* Start Records *

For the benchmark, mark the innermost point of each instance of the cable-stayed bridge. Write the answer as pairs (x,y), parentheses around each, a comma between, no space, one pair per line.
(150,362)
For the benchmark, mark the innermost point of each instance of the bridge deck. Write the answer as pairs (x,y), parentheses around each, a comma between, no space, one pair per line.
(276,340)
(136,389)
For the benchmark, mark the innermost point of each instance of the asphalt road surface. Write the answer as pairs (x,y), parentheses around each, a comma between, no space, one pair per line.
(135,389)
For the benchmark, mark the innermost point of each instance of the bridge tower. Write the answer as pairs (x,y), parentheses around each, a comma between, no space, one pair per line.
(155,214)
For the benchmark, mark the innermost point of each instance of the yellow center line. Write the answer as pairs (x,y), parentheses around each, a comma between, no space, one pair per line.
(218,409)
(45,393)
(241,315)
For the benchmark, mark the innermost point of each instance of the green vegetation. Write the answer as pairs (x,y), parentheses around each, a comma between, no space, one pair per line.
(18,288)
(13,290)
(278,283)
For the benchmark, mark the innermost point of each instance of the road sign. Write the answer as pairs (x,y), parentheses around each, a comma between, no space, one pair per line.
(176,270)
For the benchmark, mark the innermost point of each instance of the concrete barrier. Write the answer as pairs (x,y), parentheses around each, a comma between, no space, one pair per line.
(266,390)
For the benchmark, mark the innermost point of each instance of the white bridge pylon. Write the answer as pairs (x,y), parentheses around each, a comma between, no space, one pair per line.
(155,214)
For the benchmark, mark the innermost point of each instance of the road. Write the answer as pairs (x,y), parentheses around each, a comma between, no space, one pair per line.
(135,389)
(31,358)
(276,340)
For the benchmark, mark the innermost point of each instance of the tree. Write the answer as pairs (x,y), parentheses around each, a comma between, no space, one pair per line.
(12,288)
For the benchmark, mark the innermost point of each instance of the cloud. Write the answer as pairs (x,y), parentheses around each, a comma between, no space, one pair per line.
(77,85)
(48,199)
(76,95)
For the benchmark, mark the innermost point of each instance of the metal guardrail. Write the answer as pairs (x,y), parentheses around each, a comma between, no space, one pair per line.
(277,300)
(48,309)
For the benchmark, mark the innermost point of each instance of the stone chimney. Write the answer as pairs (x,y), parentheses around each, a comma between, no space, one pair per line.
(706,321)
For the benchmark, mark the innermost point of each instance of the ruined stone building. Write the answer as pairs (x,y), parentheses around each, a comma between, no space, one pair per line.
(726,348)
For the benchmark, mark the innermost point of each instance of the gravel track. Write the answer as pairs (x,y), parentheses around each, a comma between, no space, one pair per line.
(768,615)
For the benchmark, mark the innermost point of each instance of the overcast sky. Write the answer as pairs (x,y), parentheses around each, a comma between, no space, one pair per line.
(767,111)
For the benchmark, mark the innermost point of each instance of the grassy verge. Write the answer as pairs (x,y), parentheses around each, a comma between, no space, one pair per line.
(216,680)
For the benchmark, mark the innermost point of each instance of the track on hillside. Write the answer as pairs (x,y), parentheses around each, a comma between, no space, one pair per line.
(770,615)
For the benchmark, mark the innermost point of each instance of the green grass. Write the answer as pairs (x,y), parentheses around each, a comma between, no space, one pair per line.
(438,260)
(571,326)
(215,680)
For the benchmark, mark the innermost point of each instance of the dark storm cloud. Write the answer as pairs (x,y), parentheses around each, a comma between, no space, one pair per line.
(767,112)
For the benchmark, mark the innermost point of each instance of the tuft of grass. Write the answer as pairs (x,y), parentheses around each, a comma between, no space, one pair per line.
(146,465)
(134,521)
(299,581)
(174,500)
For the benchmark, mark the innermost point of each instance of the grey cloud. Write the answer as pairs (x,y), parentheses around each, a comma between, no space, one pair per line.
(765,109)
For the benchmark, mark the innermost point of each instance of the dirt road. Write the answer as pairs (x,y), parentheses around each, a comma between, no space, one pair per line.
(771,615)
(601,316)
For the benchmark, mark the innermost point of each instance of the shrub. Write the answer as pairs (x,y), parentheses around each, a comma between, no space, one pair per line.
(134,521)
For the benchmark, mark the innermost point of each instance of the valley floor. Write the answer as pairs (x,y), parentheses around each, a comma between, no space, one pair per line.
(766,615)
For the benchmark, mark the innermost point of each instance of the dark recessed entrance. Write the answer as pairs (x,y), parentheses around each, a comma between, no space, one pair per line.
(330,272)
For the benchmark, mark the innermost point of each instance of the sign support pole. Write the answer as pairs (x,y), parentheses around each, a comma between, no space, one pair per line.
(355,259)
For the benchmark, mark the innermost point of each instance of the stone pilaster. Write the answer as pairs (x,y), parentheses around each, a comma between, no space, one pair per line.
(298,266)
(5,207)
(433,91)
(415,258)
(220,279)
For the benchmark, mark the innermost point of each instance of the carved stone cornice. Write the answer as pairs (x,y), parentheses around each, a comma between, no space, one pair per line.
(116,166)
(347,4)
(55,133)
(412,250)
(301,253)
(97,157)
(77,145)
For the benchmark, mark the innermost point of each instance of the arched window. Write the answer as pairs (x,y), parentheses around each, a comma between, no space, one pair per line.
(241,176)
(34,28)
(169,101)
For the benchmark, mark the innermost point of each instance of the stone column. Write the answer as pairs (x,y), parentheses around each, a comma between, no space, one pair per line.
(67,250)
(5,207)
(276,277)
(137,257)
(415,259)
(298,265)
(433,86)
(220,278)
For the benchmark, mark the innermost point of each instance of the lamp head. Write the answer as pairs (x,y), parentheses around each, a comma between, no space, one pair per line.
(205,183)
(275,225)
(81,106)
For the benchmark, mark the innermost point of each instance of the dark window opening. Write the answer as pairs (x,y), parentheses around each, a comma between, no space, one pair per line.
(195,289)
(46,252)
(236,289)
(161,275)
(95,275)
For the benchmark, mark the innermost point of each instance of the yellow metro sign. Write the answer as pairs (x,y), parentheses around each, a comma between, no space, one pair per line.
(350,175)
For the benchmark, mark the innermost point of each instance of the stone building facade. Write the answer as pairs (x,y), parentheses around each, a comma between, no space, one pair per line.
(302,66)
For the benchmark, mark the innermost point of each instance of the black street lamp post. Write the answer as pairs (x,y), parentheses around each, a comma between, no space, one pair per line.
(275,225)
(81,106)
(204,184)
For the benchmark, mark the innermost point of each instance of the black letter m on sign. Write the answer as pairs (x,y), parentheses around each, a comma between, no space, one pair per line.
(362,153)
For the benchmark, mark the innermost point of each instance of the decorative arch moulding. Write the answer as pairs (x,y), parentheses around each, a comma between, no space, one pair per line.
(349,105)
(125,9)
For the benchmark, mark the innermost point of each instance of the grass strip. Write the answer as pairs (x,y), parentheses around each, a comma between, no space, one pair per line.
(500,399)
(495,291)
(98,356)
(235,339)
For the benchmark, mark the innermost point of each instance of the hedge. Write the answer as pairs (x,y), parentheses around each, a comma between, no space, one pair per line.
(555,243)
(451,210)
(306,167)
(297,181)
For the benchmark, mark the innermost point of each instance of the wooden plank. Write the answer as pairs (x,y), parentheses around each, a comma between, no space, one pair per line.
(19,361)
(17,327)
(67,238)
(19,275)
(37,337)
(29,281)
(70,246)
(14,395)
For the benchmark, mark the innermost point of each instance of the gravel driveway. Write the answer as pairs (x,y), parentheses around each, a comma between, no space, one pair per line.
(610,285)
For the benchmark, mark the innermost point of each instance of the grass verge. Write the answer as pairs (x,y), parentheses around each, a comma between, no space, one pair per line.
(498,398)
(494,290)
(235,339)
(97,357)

* End Records *

▸ **Given request**
Exactly reproduce the lines from the one containing "of the wooden" through the end of the records, and only those lines.

▸ **Result of the task**
For the benchmark, mark the innermost point of each instance of the wooden plank. Write the answer as pairs (x,y), parentheses around each, a comma between, no space, one pair per line.
(19,361)
(17,327)
(67,238)
(19,275)
(37,337)
(29,281)
(70,246)
(14,395)
For the benchmark, mark the innermost point of each instance of the gravel driveway. Write the answer as pairs (x,y), parentheses around each, a comma between, no space, one pair per line.
(610,285)
For the benchmark, mark the innermost point of each instance of the grass verge. Write the answer as pairs (x,y), parentheses around each, a comma between, no space, one pair per line.
(498,398)
(494,290)
(235,339)
(97,357)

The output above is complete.